LISTED ENTRIES »
━━━━━━━━━━━━━━━━━━━━

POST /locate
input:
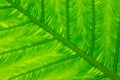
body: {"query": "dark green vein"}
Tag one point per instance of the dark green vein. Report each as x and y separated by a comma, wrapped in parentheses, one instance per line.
(43, 11)
(68, 19)
(100, 77)
(117, 50)
(28, 46)
(93, 28)
(5, 7)
(46, 66)
(89, 59)
(15, 26)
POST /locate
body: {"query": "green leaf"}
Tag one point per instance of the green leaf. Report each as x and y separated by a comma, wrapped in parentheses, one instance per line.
(59, 40)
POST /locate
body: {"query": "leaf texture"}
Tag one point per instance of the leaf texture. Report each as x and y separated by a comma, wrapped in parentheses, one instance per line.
(59, 40)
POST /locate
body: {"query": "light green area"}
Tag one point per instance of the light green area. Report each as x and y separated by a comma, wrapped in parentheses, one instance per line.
(59, 39)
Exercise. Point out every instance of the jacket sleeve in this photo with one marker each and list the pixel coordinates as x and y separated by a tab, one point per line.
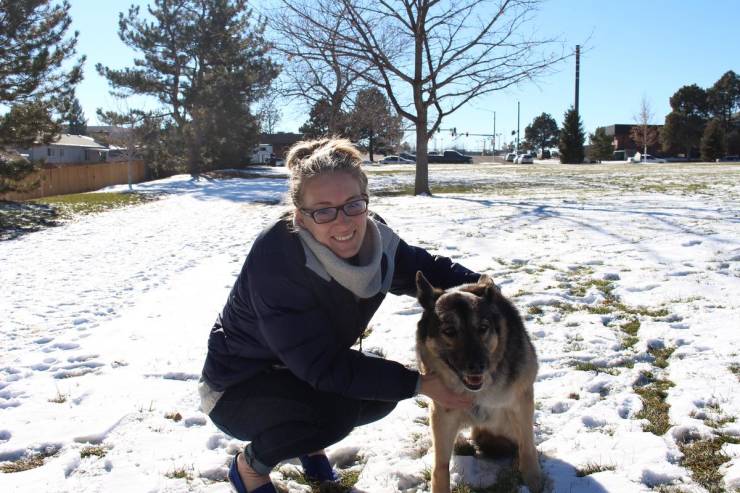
441	271
298	330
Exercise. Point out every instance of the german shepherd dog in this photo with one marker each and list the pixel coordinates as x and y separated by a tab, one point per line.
474	339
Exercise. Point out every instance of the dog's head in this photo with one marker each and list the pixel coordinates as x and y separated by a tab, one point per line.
462	327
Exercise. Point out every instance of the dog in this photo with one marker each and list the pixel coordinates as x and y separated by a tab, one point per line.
475	340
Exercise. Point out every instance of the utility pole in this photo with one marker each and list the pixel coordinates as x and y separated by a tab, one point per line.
578	74
494	134
517	128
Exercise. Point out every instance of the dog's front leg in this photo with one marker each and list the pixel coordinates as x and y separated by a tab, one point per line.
445	425
523	421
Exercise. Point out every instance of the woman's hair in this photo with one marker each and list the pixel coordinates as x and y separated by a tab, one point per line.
310	158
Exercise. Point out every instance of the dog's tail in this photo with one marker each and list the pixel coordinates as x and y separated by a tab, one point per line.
493	446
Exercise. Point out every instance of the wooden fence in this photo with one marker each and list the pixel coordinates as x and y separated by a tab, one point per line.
76	178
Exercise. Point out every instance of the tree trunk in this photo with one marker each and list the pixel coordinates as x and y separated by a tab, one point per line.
421	183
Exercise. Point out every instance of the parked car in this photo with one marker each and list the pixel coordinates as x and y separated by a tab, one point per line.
647	158
395	160
449	157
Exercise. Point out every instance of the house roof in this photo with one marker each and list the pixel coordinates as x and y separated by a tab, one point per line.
68	140
280	138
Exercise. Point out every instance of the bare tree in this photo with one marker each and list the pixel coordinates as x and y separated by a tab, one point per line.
268	113
313	69
643	133
431	57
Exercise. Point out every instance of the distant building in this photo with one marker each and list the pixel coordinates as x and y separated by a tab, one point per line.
624	146
280	142
68	149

━━━━━━━━━━━━━━━━━━━━

AIM OF THE EXERCISE » Using the entries above, return each line that includes the word "query".

OUTPUT FOR THIS TASK »
body: {"query": "dark green vein"}
body: {"query": "green leaf"}
body: {"query": "leaf texture"}
body: {"query": "light green area"}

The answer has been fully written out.